Your task is to print all of the data below exactly, with no pictures included.

[THE DATA]

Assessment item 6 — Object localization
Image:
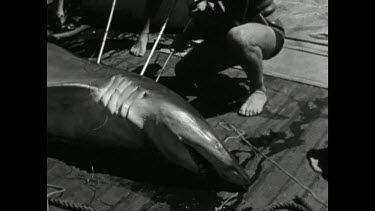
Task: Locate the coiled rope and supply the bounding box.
[47,184,96,211]
[261,201,310,211]
[48,198,96,211]
[261,196,314,211]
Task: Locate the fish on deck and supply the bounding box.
[47,42,251,190]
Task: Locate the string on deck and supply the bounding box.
[218,121,328,208]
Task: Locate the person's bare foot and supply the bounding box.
[130,33,149,57]
[239,90,267,116]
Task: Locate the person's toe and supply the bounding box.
[252,108,259,116]
[239,104,246,115]
[246,109,251,116]
[134,49,140,56]
[130,47,135,54]
[251,110,256,116]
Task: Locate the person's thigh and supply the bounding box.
[227,23,278,60]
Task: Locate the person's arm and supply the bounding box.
[191,0,216,13]
[229,0,251,26]
[171,19,196,52]
[260,0,276,17]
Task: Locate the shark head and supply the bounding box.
[148,103,251,190]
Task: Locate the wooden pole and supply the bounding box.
[140,0,178,76]
[155,18,193,82]
[97,0,117,64]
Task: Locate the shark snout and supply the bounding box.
[220,156,252,188]
[192,143,251,189]
[161,106,251,189]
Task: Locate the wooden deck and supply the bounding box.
[47,31,328,211]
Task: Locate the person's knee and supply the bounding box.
[227,27,263,59]
[228,26,262,51]
[227,27,247,47]
[228,26,257,46]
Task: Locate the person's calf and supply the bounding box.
[237,52,267,117]
[56,0,66,25]
[226,27,269,117]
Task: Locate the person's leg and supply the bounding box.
[226,22,280,116]
[174,36,236,96]
[130,0,163,57]
[56,0,66,25]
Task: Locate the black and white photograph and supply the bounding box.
[47,0,328,210]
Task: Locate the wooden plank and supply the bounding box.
[47,162,75,184]
[112,185,164,211]
[233,85,327,210]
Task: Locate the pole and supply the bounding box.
[140,0,178,76]
[97,0,118,64]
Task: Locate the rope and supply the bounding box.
[219,122,246,143]
[218,121,328,208]
[215,192,239,211]
[48,198,96,211]
[261,201,310,211]
[261,196,315,211]
[155,18,194,82]
[47,184,96,211]
[47,184,66,198]
[47,184,66,211]
[293,196,314,211]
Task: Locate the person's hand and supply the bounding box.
[191,0,215,14]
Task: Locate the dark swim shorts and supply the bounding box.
[266,18,285,59]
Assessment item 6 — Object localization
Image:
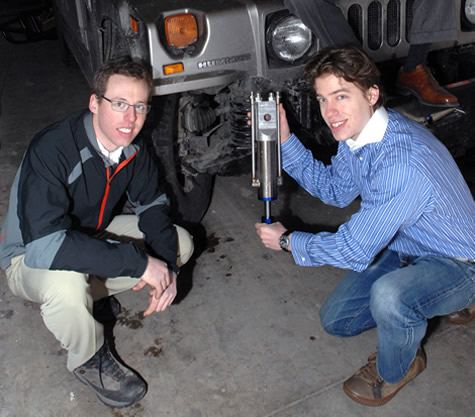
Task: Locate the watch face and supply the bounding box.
[279,234,289,251]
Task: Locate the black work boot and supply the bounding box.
[73,343,147,408]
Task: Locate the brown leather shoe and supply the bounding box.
[447,305,475,324]
[343,348,426,406]
[396,65,459,108]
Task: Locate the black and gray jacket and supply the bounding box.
[0,110,178,278]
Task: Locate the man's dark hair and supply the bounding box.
[304,45,385,108]
[92,56,153,99]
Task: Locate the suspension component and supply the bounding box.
[250,91,283,224]
[230,93,252,148]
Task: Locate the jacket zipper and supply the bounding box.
[96,152,137,230]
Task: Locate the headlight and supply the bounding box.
[465,0,475,25]
[269,15,312,62]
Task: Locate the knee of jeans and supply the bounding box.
[320,317,341,336]
[370,279,403,322]
[319,306,351,337]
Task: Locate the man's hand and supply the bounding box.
[142,274,177,316]
[133,256,177,316]
[255,221,289,251]
[279,103,291,144]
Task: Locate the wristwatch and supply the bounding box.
[279,230,292,252]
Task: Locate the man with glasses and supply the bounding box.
[0,57,193,408]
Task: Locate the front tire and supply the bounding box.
[149,94,213,224]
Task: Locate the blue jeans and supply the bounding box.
[320,249,475,383]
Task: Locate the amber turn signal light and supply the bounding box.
[163,63,184,75]
[164,13,198,48]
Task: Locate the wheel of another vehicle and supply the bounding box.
[149,93,213,224]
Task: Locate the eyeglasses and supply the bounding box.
[98,95,151,114]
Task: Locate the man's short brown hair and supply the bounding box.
[304,45,385,108]
[92,56,153,99]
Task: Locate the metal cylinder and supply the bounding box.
[257,138,278,201]
[250,91,282,223]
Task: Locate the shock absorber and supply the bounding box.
[250,91,283,224]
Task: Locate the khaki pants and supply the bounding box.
[6,215,193,371]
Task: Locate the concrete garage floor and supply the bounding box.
[0,37,474,417]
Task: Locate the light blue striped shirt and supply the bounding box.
[282,108,475,271]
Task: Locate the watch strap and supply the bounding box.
[279,230,292,252]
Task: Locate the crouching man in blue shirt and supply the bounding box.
[255,45,474,406]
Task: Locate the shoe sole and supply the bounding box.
[396,84,460,108]
[343,351,426,407]
[447,311,475,324]
[343,383,399,406]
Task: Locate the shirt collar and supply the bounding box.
[96,138,123,165]
[83,112,123,165]
[345,107,389,152]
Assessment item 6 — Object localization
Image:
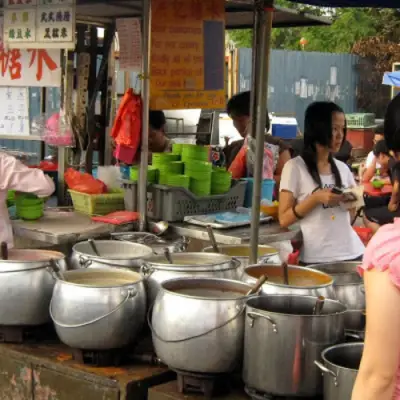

[/THE DATA]

= REPLY =
Assessment item 6 — Object localization
Image:
Task: Locate the coiled rope and supply the bounding box.
[47,184,96,211]
[261,201,310,211]
[48,198,96,211]
[261,196,314,211]
Task: Locate the fish on deck and supply the bounding box.
[47,42,251,190]
Task: Locate the string on deck and supply the bounding box.
[218,121,328,208]
Task: Locate the person's bare foot and supply the bounding box.
[130,33,149,57]
[239,90,267,116]
Task: Locate the person's toe and supply the bounding box.
[252,108,259,116]
[239,104,246,115]
[246,109,251,116]
[134,49,140,56]
[130,47,135,54]
[251,110,256,116]
Task: Locate the person's thigh and supply the bounding box.
[227,23,278,60]
Task: Locate the person's arm and supply the bounding box.
[191,0,216,13]
[229,0,251,26]
[171,19,196,52]
[260,0,276,17]
Task: Locate the shark head and supply the bounding box.
[148,103,251,190]
Task: Locate the wooden pole and supply the bounding box.
[140,0,178,76]
[155,18,193,82]
[97,0,117,64]
Task: Locate the shark snout and supply the bounding box.
[220,156,252,188]
[192,143,251,189]
[161,106,251,189]
Task: Locate the wooden deck and supply the bounding box.
[47,31,328,211]
Task: Locate the person's knee and supply the bounding box.
[227,27,263,59]
[228,26,262,51]
[227,27,247,47]
[228,26,257,46]
Task: Locate the person's calf and supply the bounding box.
[237,52,267,117]
[56,0,66,25]
[226,27,269,117]
Task: Locate the person's leg and supply the bounding box.
[226,22,280,116]
[174,36,236,96]
[130,0,163,57]
[56,0,66,25]
Task: Locate the black and white photograph and supply the bounding box.
[47,0,328,210]
Task: Locate the wooden plank and supply the bounding box.
[47,162,75,184]
[112,185,164,211]
[233,85,327,210]
Task: Locate the pole and supply the bounding box.
[140,0,178,76]
[97,0,118,64]
Task: Locate the rope and supply the bounding box.
[219,122,246,143]
[218,121,328,208]
[215,192,239,211]
[48,198,96,211]
[261,201,310,211]
[261,196,315,211]
[155,18,194,82]
[47,184,96,211]
[47,184,66,198]
[47,184,66,211]
[293,196,314,211]
Task: Locate the person's hand and supply the bounding box.
[191,0,215,14]
Task: Locate the dark swim shorts and supply the bounding box.
[266,18,285,59]
Assessment item 6 — Object localization
Image:
Task: Locate the watch face and supply the bounding box.
[279,234,289,251]
Task: Locate the black work boot and supply the bounding box.
[73,343,147,408]
Task: Locate the brown leather shoe and supply the bounding box.
[447,305,475,324]
[343,348,426,406]
[396,65,459,108]
Task: Locate the black and gray jacket and supply the bounding box.
[0,110,178,278]
Task: Locate the man's dark hair and supply the bounding box.
[304,45,385,108]
[92,56,153,99]
Task: Locate the suspension component and supply the bounding box.
[250,91,283,224]
[230,93,252,148]
Task: Locate the jacket zipper and supply the bounding box.
[96,152,137,230]
Task: Locate the headlight and supply the bounding box.
[465,0,475,25]
[269,15,312,62]
Task: Locate the knee of jeans and supply the bounding box.
[320,317,341,336]
[370,279,403,322]
[319,306,351,337]
Task: Locate the man's hand and supply the bounding box.
[142,274,177,316]
[133,256,177,316]
[255,221,289,251]
[279,103,291,144]
Task: Locate the wristwatch and supply the bounding box.
[279,230,292,252]
Task: Locate the man with glasses and supply the bounding box.
[0,57,193,408]
Task: Locate the front tire and supply the bounding box.
[149,94,213,224]
Task: Locate the blue jeans and supply the bounding box.
[320,249,475,383]
Task: Locate the amber turn signal light and supply the bounding box.
[163,63,184,75]
[164,13,198,48]
Task: Locate the wheel of another vehicle and supply the bounding box.
[149,93,213,224]
Task: Locate the eyeglasses and supply the bounding box.
[98,95,151,114]
Task: Locate the man's short brown hair and supply the bounding box.
[304,45,385,108]
[92,56,153,99]
Task: Locate the metal cylinder and supply the bounding box.
[257,138,278,201]
[250,91,282,223]
Task: Locate the shock absorber and supply the bounding box.
[250,91,283,224]
Task: Locate the khaki pants and supply the bounding box.
[6,215,193,371]
Task: Locate the concrete garage floor and supply the bounding box.
[0,37,474,417]
Task: Locate the light blue striped shirt and supply the bounding box.
[282,108,475,271]
Task: Locate the watch strap and supply the bounding box.
[279,230,292,252]
Task: Locate the crouching man in blue shirt and supply the bounding box.
[255,45,474,406]
Task: Locate the shoe sole and supply the bounding box.
[396,84,460,108]
[343,351,426,407]
[447,311,475,324]
[343,383,399,406]
Task: Locate the shirt collar and supply the bounding box.
[96,138,123,165]
[83,112,123,165]
[345,107,389,152]
Assessment item 6 — Object localization
Image:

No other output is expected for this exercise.